**Problem statement**
Report each line below that contains the word "Target", copying those lines in full.

....

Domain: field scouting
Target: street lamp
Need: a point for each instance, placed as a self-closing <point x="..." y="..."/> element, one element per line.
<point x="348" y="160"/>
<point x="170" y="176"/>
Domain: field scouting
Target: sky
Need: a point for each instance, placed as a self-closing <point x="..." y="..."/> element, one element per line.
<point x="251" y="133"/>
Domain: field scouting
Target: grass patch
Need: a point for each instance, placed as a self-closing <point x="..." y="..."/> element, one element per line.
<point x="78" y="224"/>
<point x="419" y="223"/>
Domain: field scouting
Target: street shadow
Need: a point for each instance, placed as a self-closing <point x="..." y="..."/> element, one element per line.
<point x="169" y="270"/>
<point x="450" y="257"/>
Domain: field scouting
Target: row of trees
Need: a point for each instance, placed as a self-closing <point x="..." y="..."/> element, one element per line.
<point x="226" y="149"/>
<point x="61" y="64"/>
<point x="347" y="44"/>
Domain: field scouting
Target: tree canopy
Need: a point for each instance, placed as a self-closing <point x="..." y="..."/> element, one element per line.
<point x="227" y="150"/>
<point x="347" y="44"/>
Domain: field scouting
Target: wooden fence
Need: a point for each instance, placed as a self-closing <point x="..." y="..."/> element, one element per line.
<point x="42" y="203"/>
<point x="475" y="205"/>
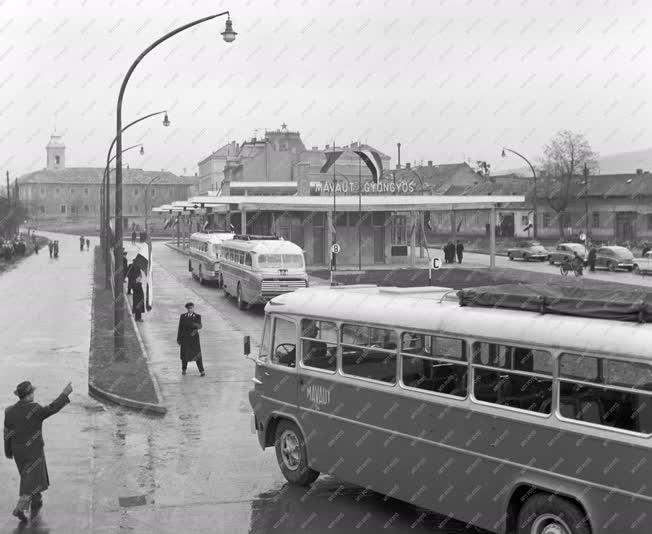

....

**Exercise result**
Target: street lamp
Target: sky
Target: grass patch
Target: street shadow
Target: row of trees
Target: tree canopy
Target: wooden fence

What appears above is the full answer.